- _Input_:
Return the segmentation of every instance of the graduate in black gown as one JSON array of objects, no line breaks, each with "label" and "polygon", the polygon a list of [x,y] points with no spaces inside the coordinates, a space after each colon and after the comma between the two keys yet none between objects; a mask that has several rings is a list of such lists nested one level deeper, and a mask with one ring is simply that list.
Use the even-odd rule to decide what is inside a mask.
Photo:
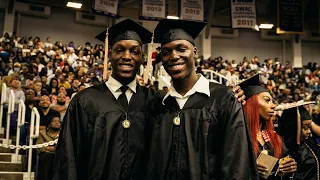
[{"label": "graduate in black gown", "polygon": [[278,109],[284,110],[279,121],[278,132],[283,137],[290,154],[298,163],[298,170],[294,175],[294,179],[297,180],[320,179],[320,148],[312,138],[312,117],[303,107],[303,105],[311,103],[315,102],[298,102],[278,107]]},{"label": "graduate in black gown", "polygon": [[148,180],[258,179],[242,105],[231,88],[196,74],[204,26],[166,19],[154,31],[172,86],[152,104]]},{"label": "graduate in black gown", "polygon": [[[269,91],[260,86],[259,74],[252,76],[239,84],[244,90],[246,104],[244,112],[248,120],[255,156],[261,153],[282,159],[289,155],[281,136],[273,127],[275,104]],[[258,173],[261,178],[268,172],[264,164],[257,162]],[[297,170],[297,163],[291,157],[279,164],[279,173],[271,173],[268,180],[290,179]],[[263,179],[263,178],[262,178]]]},{"label": "graduate in black gown", "polygon": [[[140,180],[148,104],[157,97],[136,74],[152,33],[127,19],[108,30],[112,75],[74,96],[59,137],[54,180]],[[104,41],[106,32],[97,36]]]}]

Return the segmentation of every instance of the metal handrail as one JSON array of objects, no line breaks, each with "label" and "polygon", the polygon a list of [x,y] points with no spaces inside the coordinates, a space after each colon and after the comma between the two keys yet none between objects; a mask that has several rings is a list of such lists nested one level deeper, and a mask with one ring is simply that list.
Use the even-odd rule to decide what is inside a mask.
[{"label": "metal handrail", "polygon": [[[19,100],[16,146],[18,146],[20,144],[20,129],[21,129],[21,127],[24,126],[25,117],[26,117],[26,106],[25,106],[23,100]],[[19,155],[19,150],[18,149],[16,149],[15,154],[16,154],[15,155],[15,158],[16,158],[15,162],[18,162],[18,159],[19,159],[18,158],[18,155]]]},{"label": "metal handrail", "polygon": [[4,129],[2,128],[2,118],[3,118],[3,106],[7,101],[7,85],[2,84],[1,89],[1,104],[0,104],[0,133],[3,133]]},{"label": "metal handrail", "polygon": [[6,132],[6,143],[9,144],[9,136],[10,136],[10,119],[11,114],[14,112],[15,105],[15,95],[13,90],[9,92],[9,102],[8,102],[8,114],[7,114],[7,132]]},{"label": "metal handrail", "polygon": [[[33,145],[33,139],[39,136],[39,126],[40,126],[40,114],[36,107],[32,108],[31,120],[30,120],[30,138],[29,146]],[[32,148],[28,150],[28,177],[31,178],[31,161],[32,161]]]},{"label": "metal handrail", "polygon": [[213,79],[213,76],[214,76],[213,74],[215,74],[215,75],[219,76],[219,83],[220,84],[222,84],[222,79],[225,79],[226,80],[226,85],[228,85],[229,79],[226,76],[224,76],[224,75],[222,75],[222,74],[220,74],[218,72],[212,71],[210,69],[203,69],[202,72],[204,72],[204,73],[205,72],[209,72],[210,73],[210,80],[214,80]]}]

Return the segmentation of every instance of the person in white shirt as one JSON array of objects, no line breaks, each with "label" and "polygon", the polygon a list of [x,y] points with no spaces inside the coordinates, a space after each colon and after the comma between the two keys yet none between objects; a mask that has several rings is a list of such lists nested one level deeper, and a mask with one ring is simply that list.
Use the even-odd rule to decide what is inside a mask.
[{"label": "person in white shirt", "polygon": [[259,179],[242,105],[195,72],[194,39],[205,25],[162,19],[154,30],[172,86],[151,104],[146,179]]}]

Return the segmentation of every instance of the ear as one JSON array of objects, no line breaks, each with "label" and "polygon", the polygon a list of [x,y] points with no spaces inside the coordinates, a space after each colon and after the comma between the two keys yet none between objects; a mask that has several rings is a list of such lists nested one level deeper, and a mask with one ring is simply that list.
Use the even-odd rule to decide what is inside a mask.
[{"label": "ear", "polygon": [[194,58],[198,58],[198,49],[197,49],[197,47],[193,47],[193,56],[194,56]]}]

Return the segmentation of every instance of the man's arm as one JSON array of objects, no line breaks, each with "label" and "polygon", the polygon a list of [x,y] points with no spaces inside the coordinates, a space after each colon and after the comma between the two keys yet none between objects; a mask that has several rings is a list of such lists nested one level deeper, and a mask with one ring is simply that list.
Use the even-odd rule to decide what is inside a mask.
[{"label": "man's arm", "polygon": [[317,136],[320,136],[320,126],[318,126],[316,123],[314,123],[313,121],[311,122],[311,130],[314,134],[316,134]]},{"label": "man's arm", "polygon": [[87,115],[76,96],[64,116],[56,149],[53,180],[88,179],[86,161]]},{"label": "man's arm", "polygon": [[259,179],[251,136],[242,105],[234,98],[231,89],[227,92],[220,111],[223,138],[220,157],[220,179]]}]

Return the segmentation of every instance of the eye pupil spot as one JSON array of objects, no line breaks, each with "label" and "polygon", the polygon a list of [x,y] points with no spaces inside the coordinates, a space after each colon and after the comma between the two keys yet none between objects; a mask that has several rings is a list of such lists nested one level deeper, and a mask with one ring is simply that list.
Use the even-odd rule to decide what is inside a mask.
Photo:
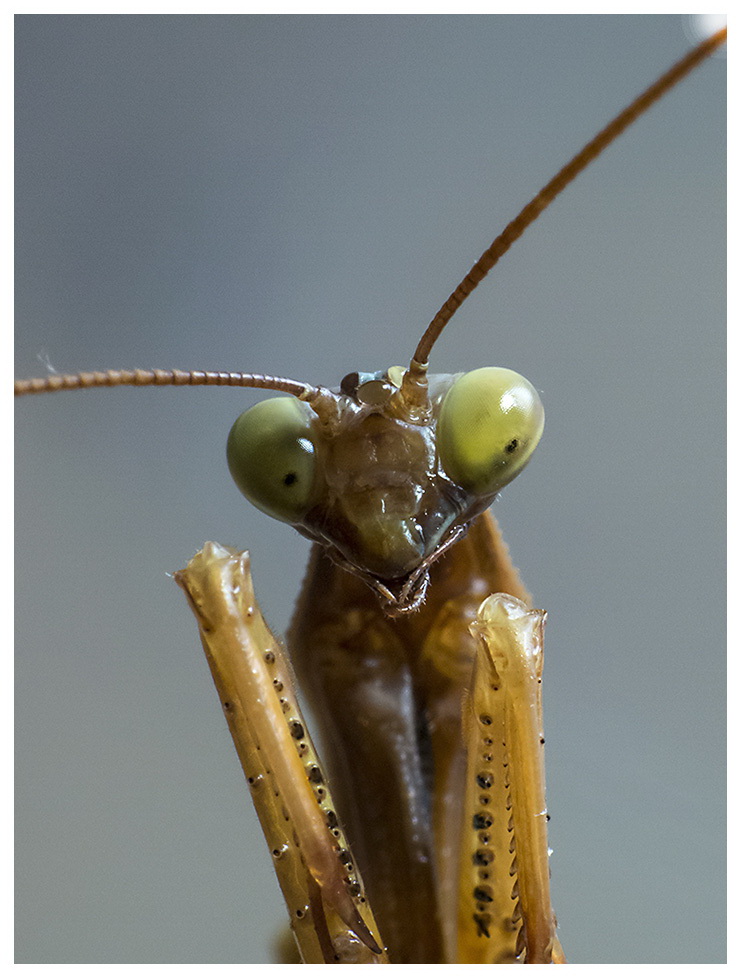
[{"label": "eye pupil spot", "polygon": [[464,491],[493,497],[524,469],[542,432],[543,404],[530,381],[505,367],[479,367],[445,393],[440,462]]},{"label": "eye pupil spot", "polygon": [[272,397],[232,425],[226,459],[237,488],[263,513],[296,525],[317,491],[315,412],[295,397]]}]

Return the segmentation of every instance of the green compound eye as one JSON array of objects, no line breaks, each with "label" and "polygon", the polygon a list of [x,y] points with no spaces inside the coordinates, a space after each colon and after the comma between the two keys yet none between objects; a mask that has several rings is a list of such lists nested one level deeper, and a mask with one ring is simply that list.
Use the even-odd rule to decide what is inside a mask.
[{"label": "green compound eye", "polygon": [[530,381],[504,367],[460,377],[437,425],[440,461],[463,489],[486,496],[521,472],[543,433],[543,405]]},{"label": "green compound eye", "polygon": [[312,499],[316,449],[313,412],[295,397],[261,401],[240,414],[226,458],[240,492],[263,513],[298,523]]}]

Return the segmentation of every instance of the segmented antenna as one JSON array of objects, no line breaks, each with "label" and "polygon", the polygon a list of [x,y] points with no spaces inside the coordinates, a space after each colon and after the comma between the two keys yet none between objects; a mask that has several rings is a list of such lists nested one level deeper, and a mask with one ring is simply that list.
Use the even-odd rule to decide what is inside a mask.
[{"label": "segmented antenna", "polygon": [[86,390],[90,387],[261,387],[294,394],[302,401],[322,396],[320,387],[302,384],[288,377],[264,374],[224,373],[213,370],[98,370],[80,374],[53,374],[16,380],[16,397],[23,394],[51,394],[55,391]]},{"label": "segmented antenna", "polygon": [[[645,90],[635,99],[634,102],[617,115],[612,122],[598,132],[597,135],[582,149],[576,156],[560,170],[555,177],[543,187],[540,193],[526,204],[517,217],[511,221],[502,231],[499,237],[495,238],[489,248],[483,253],[471,271],[463,281],[448,296],[434,319],[425,330],[422,339],[417,345],[412,358],[412,371],[419,374],[420,368],[424,368],[430,356],[430,350],[445,328],[446,323],[451,319],[456,310],[460,307],[463,300],[469,296],[484,276],[491,271],[499,259],[507,252],[515,241],[520,237],[525,228],[532,224],[553,201],[558,194],[567,187],[568,184],[578,176],[581,171],[589,166],[592,160],[596,159],[600,153],[617,139],[617,137],[628,128],[631,123],[642,115],[646,109],[650,108],[654,102],[665,95],[677,82],[688,75],[693,68],[696,68],[705,58],[709,57],[713,51],[725,43],[727,28],[723,28],[713,34],[707,40],[702,41],[697,47],[693,48],[680,61],[671,67],[666,74],[662,75],[658,81]],[[416,370],[415,370],[416,367]],[[418,382],[417,382],[418,383]]]},{"label": "segmented antenna", "polygon": [[[670,88],[681,81],[693,68],[696,68],[713,51],[725,43],[727,29],[723,28],[707,40],[693,48],[689,54],[678,61],[658,81],[654,82],[626,109],[616,116],[605,128],[597,133],[576,156],[543,187],[540,193],[527,204],[511,221],[502,233],[494,239],[463,281],[448,296],[417,345],[409,370],[405,373],[400,390],[395,395],[396,409],[400,416],[410,421],[423,422],[429,415],[427,397],[427,361],[430,351],[445,325],[452,318],[464,299],[496,265],[505,252],[514,244],[525,229],[533,223],[546,207],[568,186],[581,171],[600,153],[617,139],[631,123],[642,115],[654,102],[658,101]],[[17,380],[15,394],[46,394],[62,390],[80,390],[91,387],[118,387],[132,385],[147,386],[196,386],[216,387],[259,387],[269,390],[285,391],[293,394],[314,407],[326,405],[328,417],[333,411],[333,396],[329,391],[310,384],[302,384],[286,377],[268,377],[263,374],[220,373],[199,370],[106,370],[100,372],[35,377],[31,380]],[[330,403],[332,402],[332,404]]]}]

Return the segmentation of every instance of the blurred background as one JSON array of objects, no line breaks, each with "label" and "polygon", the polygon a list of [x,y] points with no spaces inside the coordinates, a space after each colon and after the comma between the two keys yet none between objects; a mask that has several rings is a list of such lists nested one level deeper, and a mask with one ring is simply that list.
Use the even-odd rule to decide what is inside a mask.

- _How to complete this task_: Reproduce verbatim only the segment of the listing bounded by the line containing "Return the segmentation of every instance of the green" and the line containing "Return the segmentation of every instance of the segmented", with both boundary lines included.

- _Exercise result_:
Return the segmentation of every instance of the green compound eye as one JSON array of objects, no line breaks, each with "label" and "polygon", the polygon a list of [x,y] points with no spaces inside the coordinates, a space after each colon and after the comma between the two keys yet none between objects; a mask that has several rings is a list of such lists nested one level deeper, and a mask with one ring is simply that list.
Use the even-odd rule to decide what is inside a mask.
[{"label": "green compound eye", "polygon": [[530,381],[504,367],[460,377],[437,425],[440,461],[463,489],[486,496],[521,472],[543,433],[543,405]]},{"label": "green compound eye", "polygon": [[312,499],[316,449],[313,412],[295,397],[261,401],[240,414],[226,458],[240,492],[263,513],[298,523]]}]

Return the segmentation of every instance of the segmented antenna as one JSON array of objects, no line breaks, each with "label" and "polygon", the polygon a list of [x,y] points with no spaces inside the coordinates, a space after each colon and after the comma between the two keys yet none between objects; a mask that has several rings is a list of such lists nested one level deeper, and a mask with one ring is simply that list.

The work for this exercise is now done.